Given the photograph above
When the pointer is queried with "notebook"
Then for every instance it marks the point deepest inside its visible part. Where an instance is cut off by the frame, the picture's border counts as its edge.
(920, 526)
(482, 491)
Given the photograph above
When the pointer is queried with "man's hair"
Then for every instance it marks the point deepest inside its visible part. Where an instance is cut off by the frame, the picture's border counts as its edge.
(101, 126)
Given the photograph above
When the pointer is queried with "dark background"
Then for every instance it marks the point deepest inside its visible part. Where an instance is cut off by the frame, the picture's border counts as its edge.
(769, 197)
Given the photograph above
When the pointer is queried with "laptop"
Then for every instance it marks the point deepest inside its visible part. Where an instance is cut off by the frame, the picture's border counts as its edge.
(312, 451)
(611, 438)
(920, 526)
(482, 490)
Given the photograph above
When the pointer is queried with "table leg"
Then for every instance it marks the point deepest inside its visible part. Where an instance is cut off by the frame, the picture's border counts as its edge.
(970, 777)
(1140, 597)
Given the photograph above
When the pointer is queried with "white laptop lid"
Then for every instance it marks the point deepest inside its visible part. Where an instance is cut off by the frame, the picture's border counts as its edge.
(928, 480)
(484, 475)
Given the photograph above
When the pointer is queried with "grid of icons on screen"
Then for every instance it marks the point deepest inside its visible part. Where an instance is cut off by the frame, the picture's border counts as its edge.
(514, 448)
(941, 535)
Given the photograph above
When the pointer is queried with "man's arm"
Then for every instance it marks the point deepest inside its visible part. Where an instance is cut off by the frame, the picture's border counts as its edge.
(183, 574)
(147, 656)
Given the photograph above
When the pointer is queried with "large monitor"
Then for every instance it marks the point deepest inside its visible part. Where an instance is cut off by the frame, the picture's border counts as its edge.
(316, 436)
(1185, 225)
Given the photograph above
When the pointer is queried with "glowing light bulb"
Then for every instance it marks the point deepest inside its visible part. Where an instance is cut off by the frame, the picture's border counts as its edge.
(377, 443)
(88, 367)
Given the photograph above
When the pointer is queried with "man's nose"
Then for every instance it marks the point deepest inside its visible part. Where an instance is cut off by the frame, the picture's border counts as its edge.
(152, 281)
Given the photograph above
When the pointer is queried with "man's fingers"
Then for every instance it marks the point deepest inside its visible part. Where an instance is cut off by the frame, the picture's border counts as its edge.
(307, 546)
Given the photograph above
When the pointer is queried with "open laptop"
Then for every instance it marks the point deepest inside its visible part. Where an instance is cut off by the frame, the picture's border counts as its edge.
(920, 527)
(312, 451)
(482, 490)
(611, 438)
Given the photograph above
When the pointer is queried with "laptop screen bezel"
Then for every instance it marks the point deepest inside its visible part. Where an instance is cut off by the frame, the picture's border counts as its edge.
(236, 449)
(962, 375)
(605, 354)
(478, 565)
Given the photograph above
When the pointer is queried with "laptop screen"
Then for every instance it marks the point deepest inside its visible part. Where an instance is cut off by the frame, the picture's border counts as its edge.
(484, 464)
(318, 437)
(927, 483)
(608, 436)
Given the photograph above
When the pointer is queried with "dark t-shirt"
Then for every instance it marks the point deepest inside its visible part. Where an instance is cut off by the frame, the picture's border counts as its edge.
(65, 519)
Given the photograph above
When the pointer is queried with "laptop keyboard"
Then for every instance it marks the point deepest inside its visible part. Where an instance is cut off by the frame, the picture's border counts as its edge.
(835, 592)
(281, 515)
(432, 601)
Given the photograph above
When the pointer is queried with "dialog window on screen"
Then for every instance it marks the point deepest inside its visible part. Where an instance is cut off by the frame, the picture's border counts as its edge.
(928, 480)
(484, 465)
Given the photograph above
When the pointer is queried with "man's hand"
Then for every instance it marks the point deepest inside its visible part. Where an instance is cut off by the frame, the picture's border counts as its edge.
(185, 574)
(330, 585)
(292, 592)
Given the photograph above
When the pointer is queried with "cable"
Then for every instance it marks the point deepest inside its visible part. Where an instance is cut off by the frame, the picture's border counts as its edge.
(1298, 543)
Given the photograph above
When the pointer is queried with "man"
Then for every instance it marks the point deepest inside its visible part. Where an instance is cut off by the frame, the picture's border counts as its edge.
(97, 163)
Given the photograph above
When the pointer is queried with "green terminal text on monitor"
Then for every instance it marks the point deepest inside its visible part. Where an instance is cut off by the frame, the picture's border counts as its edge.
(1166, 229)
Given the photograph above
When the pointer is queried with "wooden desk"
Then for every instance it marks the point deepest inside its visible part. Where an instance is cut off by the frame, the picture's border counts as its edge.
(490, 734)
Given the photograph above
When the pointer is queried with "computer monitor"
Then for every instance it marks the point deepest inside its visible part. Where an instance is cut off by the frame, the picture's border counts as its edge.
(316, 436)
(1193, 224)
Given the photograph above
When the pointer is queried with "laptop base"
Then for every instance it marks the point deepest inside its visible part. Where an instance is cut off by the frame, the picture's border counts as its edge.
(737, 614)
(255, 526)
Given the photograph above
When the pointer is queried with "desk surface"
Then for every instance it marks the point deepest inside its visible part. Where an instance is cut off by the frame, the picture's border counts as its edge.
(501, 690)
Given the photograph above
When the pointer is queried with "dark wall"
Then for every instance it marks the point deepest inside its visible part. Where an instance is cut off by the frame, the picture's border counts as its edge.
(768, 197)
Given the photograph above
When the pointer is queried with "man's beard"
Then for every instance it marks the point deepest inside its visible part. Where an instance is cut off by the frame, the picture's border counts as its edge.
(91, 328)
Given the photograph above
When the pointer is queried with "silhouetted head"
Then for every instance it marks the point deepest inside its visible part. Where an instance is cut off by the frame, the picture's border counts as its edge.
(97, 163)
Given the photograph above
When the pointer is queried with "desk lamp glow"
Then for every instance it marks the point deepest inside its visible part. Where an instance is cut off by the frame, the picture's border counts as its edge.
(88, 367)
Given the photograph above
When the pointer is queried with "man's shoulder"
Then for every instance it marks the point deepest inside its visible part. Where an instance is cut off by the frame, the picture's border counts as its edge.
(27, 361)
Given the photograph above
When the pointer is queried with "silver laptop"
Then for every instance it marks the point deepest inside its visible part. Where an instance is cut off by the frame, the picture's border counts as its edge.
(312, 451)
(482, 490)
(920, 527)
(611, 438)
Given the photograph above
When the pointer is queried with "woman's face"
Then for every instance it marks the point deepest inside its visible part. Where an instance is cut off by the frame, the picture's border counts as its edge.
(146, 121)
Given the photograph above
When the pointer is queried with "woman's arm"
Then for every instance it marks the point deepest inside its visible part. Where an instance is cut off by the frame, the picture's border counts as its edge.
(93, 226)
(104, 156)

• _PROBLEM_:
Copy out each line exactly.

• _WRITTEN SOLUTION_:
Given the photograph above
When the pointer is queried with "notebook"
Then for every instance it marks the point deepest inside its visible part. Where an instance is cut off by the frame, the picture's border counts as its edge.
(920, 526)
(482, 491)
Given the photograph above
When the pointer is queried with "man's hair"
Then for every instance it marks the point deepest inside its visible part. Where an instance is cut off by the frame, the picture's border counts as its edge.
(101, 126)
Given the photograph above
When the pointer is queried with "dark background"
Then for every instance it marks the point deepest inside its visible part. Where an instance is cut off by the frame, the picture's border counts as its edge.
(769, 197)
Given the photograph above
When the pointer is queried with "laptop"
Then for every instance it marks the point deepest inside its visible part. Where an instance is cut off by the frame, the picture's border counts as its edge.
(312, 451)
(611, 438)
(920, 526)
(482, 490)
Given the photograph above
When the pointer is queried with "table leg"
Then for every instance it marks the point deepest inside its visible part. Where an instance is cut off by the frame, the picture's border counts as its edge.
(970, 777)
(1140, 597)
Given the photograph above
When the pointer is queried with "white laptop lid"
Then for every instance it marks the point deepest inside its visible part. Where an instance is cut off by the frame, the picture's border counts as its edge.
(928, 480)
(484, 475)
Given the photograph above
When the pointer is queried with "grid of icons on screen"
Then for every instance it marks the point deepest inside its visible part. Where an instance is cut off by the frame, the picture's border counts as its edge.
(514, 448)
(941, 535)
Given the photograph above
When the pointer is queried with "man's arm"
Then for every instance it marks the point deepest inside its visible part. Where an instance is cut off by the frame, the picture's border counts as its edge.
(183, 574)
(147, 656)
Given the photograph above
When the pointer is queried with "large monitor"
Then for every instance it marks the point deepest inside its visible part. Where an instance is cut off by the frame, the picture's border counts as its edge.
(316, 436)
(1185, 225)
Given the photograph above
When the pointer is queried with "glowing light bulb"
Then for every instance it marks the point deepest inside its visible part. Where an instance is cut off by the frame, the picture's border counts as its edge.
(377, 443)
(88, 367)
Given the photograph above
When the pointer is queried with "man's nose"
Then for every instance it marks the point deepest inside its visible part. Where an instance is cut off by the frame, the picture's border counts as its edge.
(152, 281)
Given the photograph above
When the pointer is queried with "man's fingers"
Then for every instance it marks the point deepest inside its visible part. Where an instance is cut off by the frame, the picture's border counts as its edge.
(307, 546)
Given the photograph above
When the pointer is queried with "open laptop"
Then for every instance it marks the point deepest inside its visible part. Where an instance is cut off by the frame, the picture's border counts as its edge.
(920, 527)
(312, 451)
(482, 490)
(611, 438)
Given the photograph above
When the pointer is queried with "laptop screen bezel"
Then for every instance it marks the point deepest inside its visible part. Where an instance is cut off by the frame, the picture's border counts as its edge.
(236, 449)
(962, 375)
(605, 354)
(478, 565)
Given the photograph above
When the pointer is queried with "laptop screen"
Then for every instance it marks the point deepest inside its visible part. Where an instance is cut off by the frame, the picture's border counts as its edge.
(484, 464)
(318, 437)
(927, 483)
(608, 436)
Given the photograph above
When the pointer is queried with "dark t-shirt"
Then for every instance it marks the point deepest inside its visible part. Where an instance is cut off by the frame, the picture's border counts as its edge.
(65, 519)
Given the photograph above
When the pointer is queried with "laptop keyboard"
Then for every instance it marks the point deepest inside its visible part. Where an instance is cut off by the frame, the picture's border counts as its edge.
(835, 592)
(281, 515)
(432, 601)
Given the photograph above
When the pointer is queried with "dialog window on screen"
Then for every instance it marks the point deepest inside its visible part. Where an instance is cut off by the frame, the picture's border counts as its edge.
(928, 480)
(484, 465)
Given the photograph above
When the pointer is queried with "man's hand"
Then for every instance it marks the point deepest inside its visible part. Where an instance is cut off by the frame, the picture's border counts as its edge.
(185, 574)
(330, 585)
(292, 592)
Given the photograph above
When the pointer is queried with "cable"
Then for every instance it marks the point deepest inside its visible part. Where an instance is cut off by the frame, the picture's border counts as its edge.
(1298, 543)
Given the photograph above
When the pointer is queried with "man"
Then for every instance it marks the point deepest inside its visible part. Where an instance is cut off by the frame, the picture's border counts as its edge.
(97, 163)
Given the photograph above
When the pointer is queried with "green terminal text on monitor"
Then for every instance it marks the point deepest inside its visible part. Where an instance is cut off by the frame, the picture's border counts as its edge.
(1166, 229)
Given the photograph above
When the pointer is queried with "wooden desk"
Then for every instance it marks the point deepest inside its visible part. Where an instance is cut off by the frame, the picture's border counts as its edge.
(490, 734)
Given the photograph above
When the pointer is queried with "computer monitor"
Then for every instance it marks the point deepest inside its visible part. Where an instance is cut off by the frame, the picture's border counts as its edge.
(316, 436)
(1193, 224)
Given the photograph above
When the pointer is queried with "laptop base"
Then for every instance it marks the point deepest inside its visible part. Where an instance is cut off by the frame, the picture's border counts as its edge.
(737, 614)
(255, 526)
Given the photograph above
When the pointer is queried with "desk surface"
Then for every instance it marks the point deepest inside its visible part. Where an instance is cut off by the frame, the picture's border counts as its edge.
(501, 690)
Given the photograph above
When the pointer is queried with "dark wall"
Then for every instance it marks the point deepest inside its visible part. Where an instance is cut off by the frame, the picture's border counts as its edge.
(768, 197)
Given the photograph above
When the pointer is queried with "man's beard"
Then for every instance it marks the point deepest inside its visible part. Where an instance is cut off by the frame, the picture's border counts as its edge.
(91, 328)
Given the photograph above
When the pointer is queried with "silhouetted head"
Then for every instance it marks the point deepest inside its visible part. Where an instance is cut off by the frame, the picture's border counts as its edge.
(97, 163)
Given the photograph above
When the pointer is queried with "desk lamp glow"
Then for every instance it marks the point deepest inside its visible part. Where an instance is cut off by the frame, the picture's border counts as its edge.
(88, 367)
Given the photograph above
When the pointer is queried with "man's shoulder"
Then for every instance it marks the point deepest inside its visible part. Where an instance is cut off by the frame, the picture's border counts as its edge.
(27, 361)
Given the photograph above
When the pointer is queried with "silver laptop"
Then for every instance it marks the point deepest inside its visible part. Where an instance is cut off by the frame, the picture's border counts as its edge.
(312, 451)
(482, 490)
(920, 527)
(611, 438)
Given the photograph above
When the pointer is queried with "woman's face"
Then for every instance it marks the point deepest inside its visible part. Where an instance is cut off by the frame, the picture's border counts as its edge.
(146, 121)
Given the photograph above
When the pointer is queried with "woman's arm"
Then for every instance it marks the point deepest inside its visible part. Where an instance is cut off by the frame, the picture's border counts as its edge.
(93, 226)
(104, 156)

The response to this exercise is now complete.